INFORMATION GIVEN:

◇ ◇ ◇ ◇ ◇

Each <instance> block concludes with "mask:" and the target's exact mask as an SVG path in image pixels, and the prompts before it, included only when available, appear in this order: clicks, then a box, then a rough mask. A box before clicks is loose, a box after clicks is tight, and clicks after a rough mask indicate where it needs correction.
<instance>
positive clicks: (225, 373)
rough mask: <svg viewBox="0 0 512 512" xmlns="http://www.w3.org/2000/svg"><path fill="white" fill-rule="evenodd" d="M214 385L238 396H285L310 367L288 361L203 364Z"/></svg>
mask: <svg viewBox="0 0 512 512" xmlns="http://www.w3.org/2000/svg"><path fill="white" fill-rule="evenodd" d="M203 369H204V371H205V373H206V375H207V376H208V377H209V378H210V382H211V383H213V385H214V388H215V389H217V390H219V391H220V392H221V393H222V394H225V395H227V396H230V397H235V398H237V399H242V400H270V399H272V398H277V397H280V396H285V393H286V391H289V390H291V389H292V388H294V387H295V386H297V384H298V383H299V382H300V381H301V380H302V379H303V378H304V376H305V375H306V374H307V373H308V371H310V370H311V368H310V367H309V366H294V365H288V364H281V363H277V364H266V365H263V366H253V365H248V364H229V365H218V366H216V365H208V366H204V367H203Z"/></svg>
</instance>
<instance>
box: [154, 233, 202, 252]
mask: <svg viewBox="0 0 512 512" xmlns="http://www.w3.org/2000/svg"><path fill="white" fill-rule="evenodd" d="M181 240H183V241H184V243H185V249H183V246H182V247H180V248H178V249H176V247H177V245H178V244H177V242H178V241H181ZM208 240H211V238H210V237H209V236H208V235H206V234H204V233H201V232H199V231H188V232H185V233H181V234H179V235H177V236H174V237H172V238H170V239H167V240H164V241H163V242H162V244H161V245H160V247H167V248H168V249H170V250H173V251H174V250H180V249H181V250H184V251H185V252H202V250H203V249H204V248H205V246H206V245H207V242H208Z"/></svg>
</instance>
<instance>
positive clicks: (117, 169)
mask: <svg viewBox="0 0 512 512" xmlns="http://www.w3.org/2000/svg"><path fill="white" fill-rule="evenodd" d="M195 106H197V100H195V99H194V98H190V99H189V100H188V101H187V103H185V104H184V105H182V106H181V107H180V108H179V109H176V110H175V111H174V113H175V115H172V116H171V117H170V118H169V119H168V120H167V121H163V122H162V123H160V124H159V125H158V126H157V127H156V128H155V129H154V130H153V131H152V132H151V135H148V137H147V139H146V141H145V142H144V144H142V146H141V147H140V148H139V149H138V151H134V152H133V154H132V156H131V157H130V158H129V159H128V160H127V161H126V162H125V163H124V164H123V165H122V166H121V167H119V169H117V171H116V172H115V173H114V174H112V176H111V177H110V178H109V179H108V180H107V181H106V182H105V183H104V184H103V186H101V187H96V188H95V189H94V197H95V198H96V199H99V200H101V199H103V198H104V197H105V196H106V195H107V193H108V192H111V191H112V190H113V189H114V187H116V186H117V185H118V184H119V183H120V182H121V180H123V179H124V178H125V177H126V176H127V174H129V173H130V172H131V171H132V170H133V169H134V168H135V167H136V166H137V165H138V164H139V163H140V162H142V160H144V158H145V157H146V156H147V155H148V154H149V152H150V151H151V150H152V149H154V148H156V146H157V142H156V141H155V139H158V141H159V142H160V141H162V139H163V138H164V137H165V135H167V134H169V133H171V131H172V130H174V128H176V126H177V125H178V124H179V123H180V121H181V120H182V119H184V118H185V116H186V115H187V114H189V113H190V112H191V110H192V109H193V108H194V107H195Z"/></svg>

◇ ◇ ◇ ◇ ◇

ASSIGNMENT:
Each entry above is to be printed again exactly.

ANSWER FOR THIS EXERCISE:
Each <instance> block concludes with "mask:" and the target's exact mask as an SVG path in image pixels, and the prompts before it, included only when available, appear in this order: clicks, then a box, then a rough mask. A box before clicks is loose, a box after clicks is tight, and clicks after a rough mask indicate where it needs correction.
<instance>
positive clicks: (225, 373)
rough mask: <svg viewBox="0 0 512 512" xmlns="http://www.w3.org/2000/svg"><path fill="white" fill-rule="evenodd" d="M214 385L238 396H285L310 367L288 361L203 364Z"/></svg>
mask: <svg viewBox="0 0 512 512" xmlns="http://www.w3.org/2000/svg"><path fill="white" fill-rule="evenodd" d="M203 369H204V371H205V373H206V375H207V376H208V377H209V378H210V382H211V383H213V385H214V388H215V389H217V390H219V391H220V392H221V393H222V394H225V395H227V396H230V397H235V398H237V399H242V400H270V399H272V398H277V397H280V396H285V393H286V391H289V390H291V389H292V388H294V387H295V386H297V384H298V383H299V382H300V381H301V380H302V379H303V378H304V376H305V375H306V374H307V373H308V371H310V370H311V368H310V367H309V366H294V365H288V364H281V363H277V364H266V365H263V366H253V365H248V364H229V365H218V366H216V365H208V366H204V367H203Z"/></svg>
</instance>
<instance>
box: [154, 233, 202, 252]
mask: <svg viewBox="0 0 512 512" xmlns="http://www.w3.org/2000/svg"><path fill="white" fill-rule="evenodd" d="M181 240H183V241H184V243H185V249H183V246H182V247H180V248H178V249H176V247H177V245H178V244H177V242H178V241H181ZM208 240H211V238H210V237H209V236H208V235H206V234H204V233H201V232H199V231H188V232H185V233H181V234H179V235H177V236H174V237H172V238H170V239H167V240H164V241H163V242H162V244H161V245H160V247H167V248H168V249H170V250H173V251H174V250H180V249H181V250H184V251H185V252H202V250H203V249H204V248H205V246H206V245H207V242H208Z"/></svg>
</instance>
<instance>
positive clicks: (117, 169)
mask: <svg viewBox="0 0 512 512" xmlns="http://www.w3.org/2000/svg"><path fill="white" fill-rule="evenodd" d="M195 106H197V100H195V99H194V98H190V99H189V100H188V101H187V103H185V104H184V105H182V106H181V107H180V108H179V109H176V110H175V111H174V113H175V115H172V116H171V117H170V118H169V119H168V120H167V121H163V122H162V123H160V124H159V125H158V126H157V127H156V128H155V129H154V130H153V131H152V132H151V135H148V137H147V139H146V141H145V142H144V144H142V146H141V147H140V148H139V149H138V151H134V152H133V154H132V156H131V157H130V158H129V159H128V160H127V161H126V162H125V163H124V164H123V165H122V166H121V167H119V169H117V171H116V172H115V173H114V174H112V176H111V177H110V178H109V179H108V180H107V181H106V182H105V183H104V184H103V186H101V187H96V188H95V189H94V197H95V198H96V199H99V200H101V199H103V198H104V197H105V196H106V195H107V193H108V192H111V191H112V190H113V189H114V187H116V186H117V185H118V184H119V183H120V182H121V180H123V179H124V178H125V177H126V176H127V174H129V173H130V172H131V171H132V170H133V169H134V168H135V167H136V166H137V165H138V164H139V163H140V162H142V160H144V158H145V157H146V156H147V155H148V154H149V152H150V151H151V150H152V149H154V148H156V146H157V142H156V141H155V139H158V141H159V142H160V141H162V139H163V138H164V137H165V135H167V134H169V133H171V131H172V130H174V128H176V126H177V125H178V124H179V123H180V121H181V120H182V119H184V118H185V116H186V115H187V114H189V113H190V112H191V110H192V109H193V108H194V107H195Z"/></svg>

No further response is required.